About this task -
Every line of the entries below that mentions "rubble" is to be copied out.

Dataset entries -
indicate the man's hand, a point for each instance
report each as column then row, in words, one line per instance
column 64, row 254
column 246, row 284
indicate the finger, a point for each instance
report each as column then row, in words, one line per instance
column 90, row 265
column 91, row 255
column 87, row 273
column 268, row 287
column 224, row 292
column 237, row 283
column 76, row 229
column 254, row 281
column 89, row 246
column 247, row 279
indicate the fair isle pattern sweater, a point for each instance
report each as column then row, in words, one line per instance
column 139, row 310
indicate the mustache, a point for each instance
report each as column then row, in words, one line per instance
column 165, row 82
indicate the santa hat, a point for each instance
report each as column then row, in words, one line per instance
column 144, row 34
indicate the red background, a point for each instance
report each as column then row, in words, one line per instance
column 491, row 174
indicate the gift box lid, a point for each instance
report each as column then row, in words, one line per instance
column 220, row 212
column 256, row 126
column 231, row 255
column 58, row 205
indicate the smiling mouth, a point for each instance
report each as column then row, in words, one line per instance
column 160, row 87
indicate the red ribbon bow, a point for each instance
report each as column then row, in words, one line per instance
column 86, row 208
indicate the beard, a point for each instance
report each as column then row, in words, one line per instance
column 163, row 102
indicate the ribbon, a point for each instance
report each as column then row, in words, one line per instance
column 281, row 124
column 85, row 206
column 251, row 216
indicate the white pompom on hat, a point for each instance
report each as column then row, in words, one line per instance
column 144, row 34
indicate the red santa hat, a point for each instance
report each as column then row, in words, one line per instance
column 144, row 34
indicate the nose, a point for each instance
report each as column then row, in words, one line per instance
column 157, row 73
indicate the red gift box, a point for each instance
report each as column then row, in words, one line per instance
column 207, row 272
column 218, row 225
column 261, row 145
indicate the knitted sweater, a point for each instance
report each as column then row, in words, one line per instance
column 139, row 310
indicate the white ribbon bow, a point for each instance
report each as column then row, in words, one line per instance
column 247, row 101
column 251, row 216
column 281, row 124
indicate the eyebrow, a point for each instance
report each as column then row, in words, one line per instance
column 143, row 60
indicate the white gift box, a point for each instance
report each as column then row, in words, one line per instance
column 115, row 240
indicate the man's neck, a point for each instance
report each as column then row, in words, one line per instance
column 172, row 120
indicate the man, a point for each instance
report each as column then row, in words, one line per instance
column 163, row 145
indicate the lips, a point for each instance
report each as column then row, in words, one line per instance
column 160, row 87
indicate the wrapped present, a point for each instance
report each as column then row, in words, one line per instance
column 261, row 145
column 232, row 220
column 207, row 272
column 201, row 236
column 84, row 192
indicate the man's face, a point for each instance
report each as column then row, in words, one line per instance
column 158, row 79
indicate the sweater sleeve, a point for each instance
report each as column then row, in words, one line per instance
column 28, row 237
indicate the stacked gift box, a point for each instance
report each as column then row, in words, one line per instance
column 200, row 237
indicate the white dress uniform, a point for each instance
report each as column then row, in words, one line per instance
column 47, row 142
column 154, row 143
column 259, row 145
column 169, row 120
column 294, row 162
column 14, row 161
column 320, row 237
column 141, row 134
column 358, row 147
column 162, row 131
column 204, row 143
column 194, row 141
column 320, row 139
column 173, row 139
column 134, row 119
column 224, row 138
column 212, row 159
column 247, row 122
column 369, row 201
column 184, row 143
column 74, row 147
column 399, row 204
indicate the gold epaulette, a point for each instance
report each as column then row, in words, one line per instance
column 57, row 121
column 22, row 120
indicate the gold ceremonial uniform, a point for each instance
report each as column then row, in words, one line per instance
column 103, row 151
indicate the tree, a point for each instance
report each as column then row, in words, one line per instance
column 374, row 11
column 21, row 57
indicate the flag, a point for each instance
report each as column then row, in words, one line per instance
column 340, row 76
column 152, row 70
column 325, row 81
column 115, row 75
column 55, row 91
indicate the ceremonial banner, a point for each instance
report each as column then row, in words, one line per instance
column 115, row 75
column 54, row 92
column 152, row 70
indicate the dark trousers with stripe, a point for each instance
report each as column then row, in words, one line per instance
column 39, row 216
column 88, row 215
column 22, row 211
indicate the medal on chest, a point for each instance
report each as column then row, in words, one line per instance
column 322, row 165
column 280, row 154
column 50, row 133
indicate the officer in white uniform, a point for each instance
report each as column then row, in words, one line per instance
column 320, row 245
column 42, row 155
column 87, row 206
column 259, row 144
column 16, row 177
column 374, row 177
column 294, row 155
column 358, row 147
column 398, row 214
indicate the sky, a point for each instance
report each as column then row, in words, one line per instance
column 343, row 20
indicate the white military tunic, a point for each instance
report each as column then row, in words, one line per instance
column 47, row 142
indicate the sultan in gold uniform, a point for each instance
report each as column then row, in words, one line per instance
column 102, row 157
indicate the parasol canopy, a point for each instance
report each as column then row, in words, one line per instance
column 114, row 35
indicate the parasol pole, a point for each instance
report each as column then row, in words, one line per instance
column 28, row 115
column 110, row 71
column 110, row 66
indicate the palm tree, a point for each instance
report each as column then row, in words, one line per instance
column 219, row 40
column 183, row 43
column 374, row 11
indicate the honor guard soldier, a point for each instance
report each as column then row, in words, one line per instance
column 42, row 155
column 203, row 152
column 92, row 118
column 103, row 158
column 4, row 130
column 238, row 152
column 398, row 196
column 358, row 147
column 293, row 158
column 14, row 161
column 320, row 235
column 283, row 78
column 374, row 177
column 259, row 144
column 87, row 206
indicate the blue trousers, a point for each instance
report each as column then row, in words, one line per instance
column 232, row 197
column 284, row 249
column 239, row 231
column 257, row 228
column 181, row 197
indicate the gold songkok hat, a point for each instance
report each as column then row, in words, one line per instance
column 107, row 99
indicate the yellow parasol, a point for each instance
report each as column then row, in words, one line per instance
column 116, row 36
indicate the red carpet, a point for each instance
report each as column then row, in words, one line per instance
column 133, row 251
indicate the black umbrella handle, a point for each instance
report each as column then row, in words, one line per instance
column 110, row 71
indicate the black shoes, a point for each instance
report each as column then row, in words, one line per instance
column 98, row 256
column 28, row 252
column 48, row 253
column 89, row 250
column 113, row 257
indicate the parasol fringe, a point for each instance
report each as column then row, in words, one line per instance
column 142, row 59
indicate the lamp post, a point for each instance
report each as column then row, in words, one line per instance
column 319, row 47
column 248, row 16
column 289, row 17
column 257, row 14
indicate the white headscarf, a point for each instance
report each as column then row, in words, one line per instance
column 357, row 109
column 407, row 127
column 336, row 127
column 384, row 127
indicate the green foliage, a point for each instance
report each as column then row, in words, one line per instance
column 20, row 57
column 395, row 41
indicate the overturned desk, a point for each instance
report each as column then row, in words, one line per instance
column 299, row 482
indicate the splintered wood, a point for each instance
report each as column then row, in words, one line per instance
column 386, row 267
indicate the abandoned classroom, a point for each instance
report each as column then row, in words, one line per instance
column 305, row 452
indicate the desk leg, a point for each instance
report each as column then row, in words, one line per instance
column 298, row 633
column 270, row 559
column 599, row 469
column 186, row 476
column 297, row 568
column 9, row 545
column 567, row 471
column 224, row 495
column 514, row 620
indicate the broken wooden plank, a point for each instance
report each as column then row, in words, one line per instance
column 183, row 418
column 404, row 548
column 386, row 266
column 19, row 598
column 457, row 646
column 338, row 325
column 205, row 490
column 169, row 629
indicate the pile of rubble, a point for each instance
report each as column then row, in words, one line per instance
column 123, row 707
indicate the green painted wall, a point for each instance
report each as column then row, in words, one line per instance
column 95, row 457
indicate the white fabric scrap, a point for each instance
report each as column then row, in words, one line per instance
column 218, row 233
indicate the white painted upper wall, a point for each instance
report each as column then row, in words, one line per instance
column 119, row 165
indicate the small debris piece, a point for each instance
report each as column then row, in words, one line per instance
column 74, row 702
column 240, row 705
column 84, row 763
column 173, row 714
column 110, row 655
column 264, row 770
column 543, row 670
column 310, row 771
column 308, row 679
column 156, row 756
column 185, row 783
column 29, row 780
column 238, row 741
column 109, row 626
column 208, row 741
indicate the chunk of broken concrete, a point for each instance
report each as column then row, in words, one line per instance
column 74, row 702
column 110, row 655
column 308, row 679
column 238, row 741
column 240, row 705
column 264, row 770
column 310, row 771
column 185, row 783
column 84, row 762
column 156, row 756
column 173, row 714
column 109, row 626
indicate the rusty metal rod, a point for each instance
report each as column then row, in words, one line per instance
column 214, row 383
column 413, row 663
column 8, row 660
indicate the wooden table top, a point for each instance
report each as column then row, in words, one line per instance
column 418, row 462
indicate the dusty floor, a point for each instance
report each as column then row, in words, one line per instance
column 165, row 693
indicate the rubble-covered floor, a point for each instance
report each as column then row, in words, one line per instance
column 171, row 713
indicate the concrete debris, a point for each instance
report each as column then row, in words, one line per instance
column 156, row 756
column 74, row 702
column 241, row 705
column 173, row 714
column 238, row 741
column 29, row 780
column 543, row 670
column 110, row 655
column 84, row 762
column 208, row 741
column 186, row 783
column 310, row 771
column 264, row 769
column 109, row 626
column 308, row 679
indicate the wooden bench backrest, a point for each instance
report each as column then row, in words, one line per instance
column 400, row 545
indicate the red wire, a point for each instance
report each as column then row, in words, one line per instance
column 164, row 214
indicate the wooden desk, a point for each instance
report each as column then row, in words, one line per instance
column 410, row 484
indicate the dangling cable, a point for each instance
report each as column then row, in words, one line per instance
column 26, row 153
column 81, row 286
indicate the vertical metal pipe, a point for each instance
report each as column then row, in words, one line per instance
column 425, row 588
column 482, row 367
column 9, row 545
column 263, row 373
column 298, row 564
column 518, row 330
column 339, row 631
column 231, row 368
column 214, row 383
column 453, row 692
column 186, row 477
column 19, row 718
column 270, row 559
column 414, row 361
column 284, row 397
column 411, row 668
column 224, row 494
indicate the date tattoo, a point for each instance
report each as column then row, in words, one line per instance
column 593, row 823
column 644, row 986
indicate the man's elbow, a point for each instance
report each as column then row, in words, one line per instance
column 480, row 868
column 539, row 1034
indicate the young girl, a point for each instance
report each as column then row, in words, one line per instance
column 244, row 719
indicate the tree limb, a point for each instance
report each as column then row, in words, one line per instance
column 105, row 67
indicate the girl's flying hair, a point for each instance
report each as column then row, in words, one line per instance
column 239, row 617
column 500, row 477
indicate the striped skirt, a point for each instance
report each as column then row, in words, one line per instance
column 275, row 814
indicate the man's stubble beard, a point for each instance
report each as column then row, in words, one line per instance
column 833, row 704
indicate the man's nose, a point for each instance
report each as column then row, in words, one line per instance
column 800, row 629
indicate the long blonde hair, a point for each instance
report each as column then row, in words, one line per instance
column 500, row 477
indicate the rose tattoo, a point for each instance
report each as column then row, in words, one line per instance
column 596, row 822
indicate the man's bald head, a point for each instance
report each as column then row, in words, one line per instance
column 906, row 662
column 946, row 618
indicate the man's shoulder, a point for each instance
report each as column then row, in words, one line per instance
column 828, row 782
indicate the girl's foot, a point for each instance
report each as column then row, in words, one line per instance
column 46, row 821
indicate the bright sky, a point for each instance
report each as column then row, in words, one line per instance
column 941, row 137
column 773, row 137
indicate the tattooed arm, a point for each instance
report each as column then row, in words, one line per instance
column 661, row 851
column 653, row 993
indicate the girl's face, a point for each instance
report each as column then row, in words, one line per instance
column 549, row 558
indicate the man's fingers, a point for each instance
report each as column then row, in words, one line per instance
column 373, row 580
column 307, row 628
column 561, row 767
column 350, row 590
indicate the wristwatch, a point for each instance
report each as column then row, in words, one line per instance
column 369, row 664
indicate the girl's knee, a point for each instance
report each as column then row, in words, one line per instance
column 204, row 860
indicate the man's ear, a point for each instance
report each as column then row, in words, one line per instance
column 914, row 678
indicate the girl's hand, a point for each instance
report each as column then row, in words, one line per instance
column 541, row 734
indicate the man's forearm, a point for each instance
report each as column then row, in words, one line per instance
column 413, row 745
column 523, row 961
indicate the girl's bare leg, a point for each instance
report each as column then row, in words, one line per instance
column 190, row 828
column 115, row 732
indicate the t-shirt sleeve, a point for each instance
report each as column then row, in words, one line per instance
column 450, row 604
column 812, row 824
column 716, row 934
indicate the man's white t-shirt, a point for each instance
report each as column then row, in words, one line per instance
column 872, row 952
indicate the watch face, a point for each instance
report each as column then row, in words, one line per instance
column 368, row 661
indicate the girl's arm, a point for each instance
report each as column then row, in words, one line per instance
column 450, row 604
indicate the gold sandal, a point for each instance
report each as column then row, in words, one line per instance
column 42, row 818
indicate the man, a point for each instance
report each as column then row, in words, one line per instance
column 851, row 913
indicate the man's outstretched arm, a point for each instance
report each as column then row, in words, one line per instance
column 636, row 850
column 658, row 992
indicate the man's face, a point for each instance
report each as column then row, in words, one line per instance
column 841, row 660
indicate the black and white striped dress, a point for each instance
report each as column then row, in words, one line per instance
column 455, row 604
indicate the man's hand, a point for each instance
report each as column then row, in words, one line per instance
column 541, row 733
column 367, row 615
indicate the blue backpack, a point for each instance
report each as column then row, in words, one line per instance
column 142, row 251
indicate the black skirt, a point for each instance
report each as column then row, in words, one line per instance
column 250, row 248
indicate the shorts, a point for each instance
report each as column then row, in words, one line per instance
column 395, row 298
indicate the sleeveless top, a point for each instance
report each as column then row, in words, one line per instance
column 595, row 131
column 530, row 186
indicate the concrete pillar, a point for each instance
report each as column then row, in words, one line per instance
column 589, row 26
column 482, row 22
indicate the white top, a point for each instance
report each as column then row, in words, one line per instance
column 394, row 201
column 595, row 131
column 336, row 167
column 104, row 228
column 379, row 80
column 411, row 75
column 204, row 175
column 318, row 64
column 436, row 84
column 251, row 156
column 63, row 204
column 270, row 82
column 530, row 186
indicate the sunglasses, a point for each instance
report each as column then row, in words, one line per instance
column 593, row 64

Task output -
indicate the pile of rubble, a point for each instance
indicate the rubble-covered floor, a point for each instance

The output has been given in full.